* PROMPT: Please print every line from the one containing "One marker belongs on each instance of the man" through the last line of the records below, exactly as written and nothing more.

>>>

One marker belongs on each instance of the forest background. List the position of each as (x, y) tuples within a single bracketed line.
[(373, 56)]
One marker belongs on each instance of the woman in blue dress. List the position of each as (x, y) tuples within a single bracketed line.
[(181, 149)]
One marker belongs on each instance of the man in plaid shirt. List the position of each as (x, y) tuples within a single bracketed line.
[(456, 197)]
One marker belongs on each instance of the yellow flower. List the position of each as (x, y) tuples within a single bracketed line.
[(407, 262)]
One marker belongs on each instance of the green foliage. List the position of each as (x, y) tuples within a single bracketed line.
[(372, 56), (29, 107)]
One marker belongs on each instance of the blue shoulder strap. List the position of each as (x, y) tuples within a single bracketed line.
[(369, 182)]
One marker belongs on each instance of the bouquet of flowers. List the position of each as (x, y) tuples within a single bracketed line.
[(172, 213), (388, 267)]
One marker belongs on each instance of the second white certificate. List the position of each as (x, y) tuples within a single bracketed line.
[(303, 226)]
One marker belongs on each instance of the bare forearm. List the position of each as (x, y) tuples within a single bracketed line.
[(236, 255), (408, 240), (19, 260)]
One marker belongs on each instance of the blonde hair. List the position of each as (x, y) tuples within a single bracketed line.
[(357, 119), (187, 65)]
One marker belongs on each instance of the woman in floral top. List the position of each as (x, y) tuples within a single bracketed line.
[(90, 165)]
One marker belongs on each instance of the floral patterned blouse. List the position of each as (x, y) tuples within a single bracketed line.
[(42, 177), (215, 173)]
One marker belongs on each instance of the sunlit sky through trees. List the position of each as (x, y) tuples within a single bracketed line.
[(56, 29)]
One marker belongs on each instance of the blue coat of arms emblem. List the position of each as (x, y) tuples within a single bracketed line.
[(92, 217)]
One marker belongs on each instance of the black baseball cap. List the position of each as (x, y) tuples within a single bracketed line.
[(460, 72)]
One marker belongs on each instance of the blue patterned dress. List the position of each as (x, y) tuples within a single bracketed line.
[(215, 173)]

<<<

* ANSWER TO THE PROBLEM:
One marker belongs on each instance of the man in plaid shirt. List the position of each as (x, y) tuples within a single bracketed line.
[(456, 197)]
One marker belongs on each instance of the yellow flower. List the position of each as (x, y) tuples within a single bracketed line.
[(407, 262)]
One marker belongs on each instance of the green foliage. List the position of each as (x, y) tuples within a single bracketed line.
[(372, 56), (29, 107)]
One marker belongs on each instance of the blue shoulder strap. List the position of each as (x, y) tuples within a single bracketed line.
[(369, 182)]
One marker belongs on each instance of the bouquet of flowers. List the position of each as (x, y) tuples within a single bracketed line.
[(172, 213), (388, 267)]
One marker belongs on each instance of the second white certificate. List the position of each as (x, y) tuples within a single bracketed line.
[(303, 226)]
One marker belongs on each instance of the bare forearm. List the position of each as (x, y) tuples within a single bracketed line.
[(236, 255), (408, 240), (19, 260)]
One marker belongs on each instance of the blonde hair. List the position of each as (x, y) tuples within a single bracketed line.
[(357, 119), (187, 65)]
One marker belongs on each instance of the woman in floral top. List the position of each as (x, y) tuples within a single bracketed line.
[(90, 165)]
One marker belongs on each instance of the floral patterned blouse. List the position of each as (x, y) tuples within a single bracketed line.
[(42, 177), (215, 173)]
One marker belongs on each instance of the sunlit sky through trees. List the position of each as (x, y) tuples within a single bracketed line.
[(56, 29)]
One marker belongs on each instance of the blue coat of arms emblem. List the position of each as (x, y) tuples within a single bracketed line.
[(92, 217)]
One marker belongs on each instance of the black baseball cap. List the position of each as (x, y) tuples within a single bracketed line.
[(460, 72)]
One marker belongs on each instance of the blue patterned dress. List the position of each as (x, y) tuples within a single bracketed line.
[(215, 173)]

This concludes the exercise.